● **DOCUMENT SEGMENT**
-=-=-

African bilaterals stall SAATM progress

Restrictive bilateral air service agreements, high taxes and visa barriers continue to slow the implementation of the Single African Air Transport Market (SAATM).

During the recent African Business Travel Association’s (ABTA) Nigeria Corporate Travel Webinar on ‘The Missing Links: Africa’s under-serviced air routes and business impact’, Aaron Munetsi, CEO of AASA, and Brian Kitchin, the Divisional Chief Commercial Officer of fastjet, highlighted the policy barriers that continue to limit air connectivity across the continent

Protectionist bilaterals

While SAATM’s dispute mechanism has resolved almost 30 bilateral disputes, some African countries still rely on bilaterals to protect their national carriers and restrict new entrants.

Kitchin pointed out that this protectionist mindset could limit competition in their markets, particularly for smaller and newer carriers.

“The barriers to entry for smaller players to come in and to take advantage of niche routes that bigger airlines may not serve, have reduced over time. But, bilaterals remain a big constraint. It determines how many seats can be offered, how many flights can be operated, what revenue an airline can earn, but it’s limited in certain cases to protect some national carriers. This does not encourage competition and new entrants in the market,” said Kitchin.

Munetsi said African governments still had work to do to enable airlines to operate more freely across borders, improving access for travellers and supporting tourism and trade.

-=-=-

● **SOURCE MATERIAL**
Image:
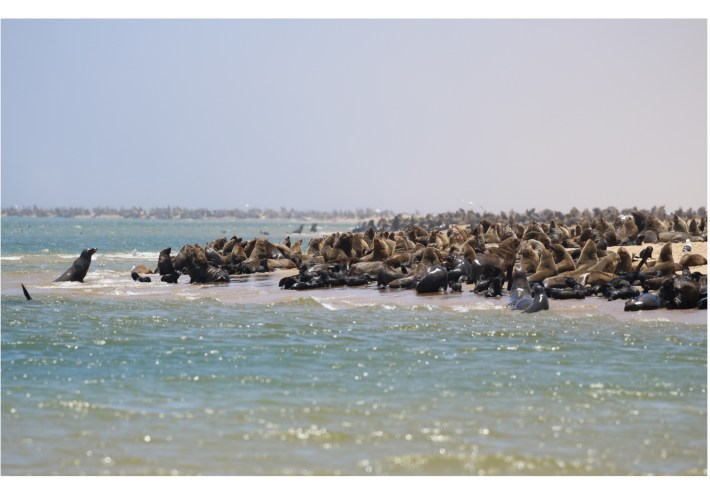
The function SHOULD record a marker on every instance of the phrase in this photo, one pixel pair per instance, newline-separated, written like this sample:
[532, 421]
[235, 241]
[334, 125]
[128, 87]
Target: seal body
[435, 279]
[540, 301]
[79, 268]
[645, 301]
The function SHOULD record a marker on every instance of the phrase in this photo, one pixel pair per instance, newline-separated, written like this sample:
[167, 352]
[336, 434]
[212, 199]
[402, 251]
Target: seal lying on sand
[200, 270]
[79, 268]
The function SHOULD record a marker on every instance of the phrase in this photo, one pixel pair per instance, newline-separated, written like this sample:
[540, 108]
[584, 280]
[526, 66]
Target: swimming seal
[645, 301]
[79, 268]
[434, 280]
[540, 301]
[137, 277]
[165, 262]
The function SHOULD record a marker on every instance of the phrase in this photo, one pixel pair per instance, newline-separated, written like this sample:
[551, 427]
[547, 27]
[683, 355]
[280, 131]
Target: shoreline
[262, 289]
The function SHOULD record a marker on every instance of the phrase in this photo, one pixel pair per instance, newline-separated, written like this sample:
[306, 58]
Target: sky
[424, 115]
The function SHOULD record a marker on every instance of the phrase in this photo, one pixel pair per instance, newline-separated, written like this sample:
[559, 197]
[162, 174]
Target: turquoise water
[112, 377]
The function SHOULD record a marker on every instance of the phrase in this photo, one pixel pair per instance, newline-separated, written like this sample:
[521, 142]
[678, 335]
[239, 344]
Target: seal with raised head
[540, 301]
[165, 262]
[79, 268]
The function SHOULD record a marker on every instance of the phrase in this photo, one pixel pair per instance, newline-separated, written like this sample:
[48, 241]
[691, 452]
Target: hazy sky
[427, 115]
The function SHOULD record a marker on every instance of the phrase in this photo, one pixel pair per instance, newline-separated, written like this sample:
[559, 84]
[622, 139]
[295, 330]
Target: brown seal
[545, 269]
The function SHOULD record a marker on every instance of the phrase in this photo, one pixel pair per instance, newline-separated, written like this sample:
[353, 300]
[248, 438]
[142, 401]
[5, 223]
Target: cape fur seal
[79, 268]
[540, 301]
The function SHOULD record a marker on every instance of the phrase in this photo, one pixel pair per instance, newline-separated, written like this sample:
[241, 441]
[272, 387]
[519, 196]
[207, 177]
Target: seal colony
[532, 259]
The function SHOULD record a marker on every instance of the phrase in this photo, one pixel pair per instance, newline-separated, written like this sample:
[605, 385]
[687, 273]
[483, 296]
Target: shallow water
[114, 377]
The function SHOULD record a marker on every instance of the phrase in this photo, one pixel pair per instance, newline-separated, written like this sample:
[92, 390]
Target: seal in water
[137, 277]
[540, 301]
[79, 268]
[645, 301]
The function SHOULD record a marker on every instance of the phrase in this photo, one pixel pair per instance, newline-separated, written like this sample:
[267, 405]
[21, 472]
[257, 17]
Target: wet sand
[262, 288]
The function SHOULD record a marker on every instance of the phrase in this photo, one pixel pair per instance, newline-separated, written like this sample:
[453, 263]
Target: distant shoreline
[179, 213]
[459, 216]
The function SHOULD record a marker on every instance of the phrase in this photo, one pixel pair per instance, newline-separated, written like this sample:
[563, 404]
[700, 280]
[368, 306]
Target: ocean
[115, 377]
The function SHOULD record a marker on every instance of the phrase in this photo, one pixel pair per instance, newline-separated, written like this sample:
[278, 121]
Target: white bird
[686, 247]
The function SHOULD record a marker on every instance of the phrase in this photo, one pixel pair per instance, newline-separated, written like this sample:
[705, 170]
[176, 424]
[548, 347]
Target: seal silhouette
[540, 301]
[79, 268]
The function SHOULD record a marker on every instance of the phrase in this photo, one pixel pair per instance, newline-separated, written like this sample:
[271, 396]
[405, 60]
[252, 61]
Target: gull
[686, 247]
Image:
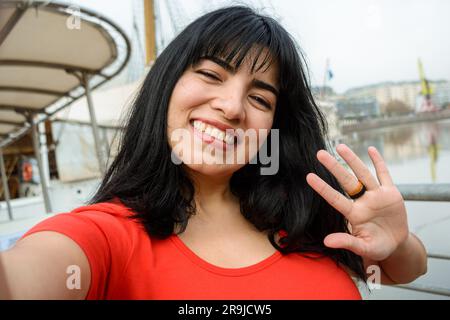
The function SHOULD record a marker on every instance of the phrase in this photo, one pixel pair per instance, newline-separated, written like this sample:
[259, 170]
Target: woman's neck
[214, 201]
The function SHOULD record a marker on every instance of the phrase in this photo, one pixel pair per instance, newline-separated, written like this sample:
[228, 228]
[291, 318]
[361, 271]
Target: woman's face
[219, 117]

-=-=-

● **PROBLEM STATEMENT**
Please copy verbatim the part of the article on African air service bilaterals above that opens with the words containing "Protectionist bilaterals" and closes with "and newer carriers.".

● **TASK SOLUTION**
Protectionist bilaterals

While SAATM’s dispute mechanism has resolved almost 30 bilateral disputes, some African countries still rely on bilaterals to protect their national carriers and restrict new entrants.

Kitchin pointed out that this protectionist mindset could limit competition in their markets, particularly for smaller and newer carriers.